*Description of the task*
Among the lines of the records, find all that carry the word "right" and copy them.
┌─ Listed records
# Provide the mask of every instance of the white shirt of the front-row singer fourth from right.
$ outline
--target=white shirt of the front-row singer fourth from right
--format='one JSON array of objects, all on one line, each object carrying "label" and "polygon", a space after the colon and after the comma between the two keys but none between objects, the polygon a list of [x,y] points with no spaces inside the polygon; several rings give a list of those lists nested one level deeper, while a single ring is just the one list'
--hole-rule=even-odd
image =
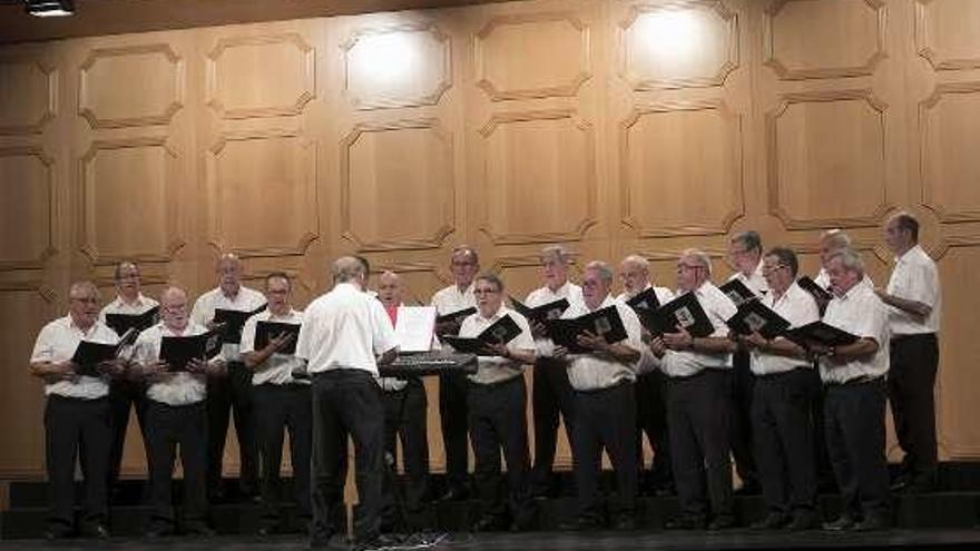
└─
*Written response*
# Provide the mask of every instance of the white shirt of the front-row singer fourth from right.
--target=white shirt of the front-row singer fourth from right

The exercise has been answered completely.